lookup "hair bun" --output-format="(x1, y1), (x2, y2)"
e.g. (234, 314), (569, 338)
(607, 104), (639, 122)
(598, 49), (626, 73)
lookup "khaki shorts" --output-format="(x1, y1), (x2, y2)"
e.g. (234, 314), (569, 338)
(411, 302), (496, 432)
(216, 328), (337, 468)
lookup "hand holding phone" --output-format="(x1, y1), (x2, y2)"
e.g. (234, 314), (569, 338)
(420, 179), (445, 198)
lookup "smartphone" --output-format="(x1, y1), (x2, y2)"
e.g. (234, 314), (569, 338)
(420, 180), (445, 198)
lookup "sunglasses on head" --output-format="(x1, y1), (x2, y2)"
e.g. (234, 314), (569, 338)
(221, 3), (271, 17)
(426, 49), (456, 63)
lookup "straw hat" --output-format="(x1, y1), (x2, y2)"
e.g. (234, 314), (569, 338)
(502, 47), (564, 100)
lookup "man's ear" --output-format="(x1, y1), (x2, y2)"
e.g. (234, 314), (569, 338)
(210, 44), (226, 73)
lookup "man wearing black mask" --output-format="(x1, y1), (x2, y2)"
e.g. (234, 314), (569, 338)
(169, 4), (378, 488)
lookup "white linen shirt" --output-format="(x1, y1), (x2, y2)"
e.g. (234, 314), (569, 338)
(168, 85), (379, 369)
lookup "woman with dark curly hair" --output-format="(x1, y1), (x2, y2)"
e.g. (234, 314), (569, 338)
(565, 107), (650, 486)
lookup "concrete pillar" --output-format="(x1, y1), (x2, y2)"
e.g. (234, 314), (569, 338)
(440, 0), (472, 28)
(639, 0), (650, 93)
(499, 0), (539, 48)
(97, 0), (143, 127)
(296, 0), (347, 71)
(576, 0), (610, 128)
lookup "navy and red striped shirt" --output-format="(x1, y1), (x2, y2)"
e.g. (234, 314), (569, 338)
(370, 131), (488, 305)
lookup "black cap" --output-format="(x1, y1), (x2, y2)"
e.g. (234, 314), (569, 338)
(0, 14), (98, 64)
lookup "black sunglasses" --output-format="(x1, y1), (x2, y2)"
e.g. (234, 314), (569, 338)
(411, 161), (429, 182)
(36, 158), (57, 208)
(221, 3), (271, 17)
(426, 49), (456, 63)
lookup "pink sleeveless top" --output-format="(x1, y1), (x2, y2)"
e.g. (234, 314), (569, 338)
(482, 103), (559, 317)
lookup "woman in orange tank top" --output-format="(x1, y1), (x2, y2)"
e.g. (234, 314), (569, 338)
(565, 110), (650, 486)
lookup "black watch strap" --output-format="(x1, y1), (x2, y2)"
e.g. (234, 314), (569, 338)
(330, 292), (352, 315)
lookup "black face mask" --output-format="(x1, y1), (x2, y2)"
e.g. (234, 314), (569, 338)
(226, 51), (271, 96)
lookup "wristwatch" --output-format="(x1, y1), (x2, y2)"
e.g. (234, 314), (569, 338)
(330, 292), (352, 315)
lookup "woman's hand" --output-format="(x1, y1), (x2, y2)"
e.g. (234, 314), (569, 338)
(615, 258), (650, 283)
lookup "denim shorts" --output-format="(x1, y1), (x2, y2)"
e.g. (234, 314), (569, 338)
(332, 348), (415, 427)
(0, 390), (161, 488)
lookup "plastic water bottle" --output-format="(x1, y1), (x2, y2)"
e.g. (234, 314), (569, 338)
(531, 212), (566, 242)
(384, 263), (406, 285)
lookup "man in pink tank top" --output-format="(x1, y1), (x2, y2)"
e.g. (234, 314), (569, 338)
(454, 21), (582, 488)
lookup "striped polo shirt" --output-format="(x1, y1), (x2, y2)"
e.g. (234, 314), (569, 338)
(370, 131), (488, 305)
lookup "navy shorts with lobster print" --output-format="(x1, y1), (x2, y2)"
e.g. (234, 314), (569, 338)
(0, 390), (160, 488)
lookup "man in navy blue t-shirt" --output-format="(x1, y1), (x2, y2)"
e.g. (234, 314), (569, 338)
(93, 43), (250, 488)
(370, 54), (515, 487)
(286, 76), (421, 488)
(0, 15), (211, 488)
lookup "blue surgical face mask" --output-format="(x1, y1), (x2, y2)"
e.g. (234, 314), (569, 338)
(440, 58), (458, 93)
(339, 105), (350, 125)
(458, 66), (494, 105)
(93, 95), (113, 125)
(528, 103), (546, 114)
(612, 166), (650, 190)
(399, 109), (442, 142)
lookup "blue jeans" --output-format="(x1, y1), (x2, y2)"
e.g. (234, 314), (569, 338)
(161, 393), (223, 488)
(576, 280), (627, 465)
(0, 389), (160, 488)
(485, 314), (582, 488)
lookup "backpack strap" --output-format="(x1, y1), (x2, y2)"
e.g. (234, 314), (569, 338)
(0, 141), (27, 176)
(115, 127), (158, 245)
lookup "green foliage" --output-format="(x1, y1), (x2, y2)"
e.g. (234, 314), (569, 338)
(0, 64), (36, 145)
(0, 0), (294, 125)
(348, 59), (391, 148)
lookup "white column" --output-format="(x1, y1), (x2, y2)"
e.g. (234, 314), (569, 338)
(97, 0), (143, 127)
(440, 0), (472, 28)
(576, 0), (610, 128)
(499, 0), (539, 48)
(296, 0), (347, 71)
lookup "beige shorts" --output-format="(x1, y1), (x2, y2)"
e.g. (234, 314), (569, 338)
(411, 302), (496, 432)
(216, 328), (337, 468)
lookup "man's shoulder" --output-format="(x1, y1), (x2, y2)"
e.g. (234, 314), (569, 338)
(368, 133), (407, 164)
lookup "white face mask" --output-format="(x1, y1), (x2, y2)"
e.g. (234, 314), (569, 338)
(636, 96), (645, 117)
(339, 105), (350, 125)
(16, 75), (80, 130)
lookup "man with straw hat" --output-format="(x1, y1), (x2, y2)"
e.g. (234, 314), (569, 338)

--------------------

Exercise task
Which lines in the rows above contain the string "sunglasses"? Return each of them in full.

Written reply
lookup "sunglasses on head" --output-format="(x1, y1), (x2, y2)"
lookup "black sunglasses" --output-format="(x1, y1), (x2, y2)"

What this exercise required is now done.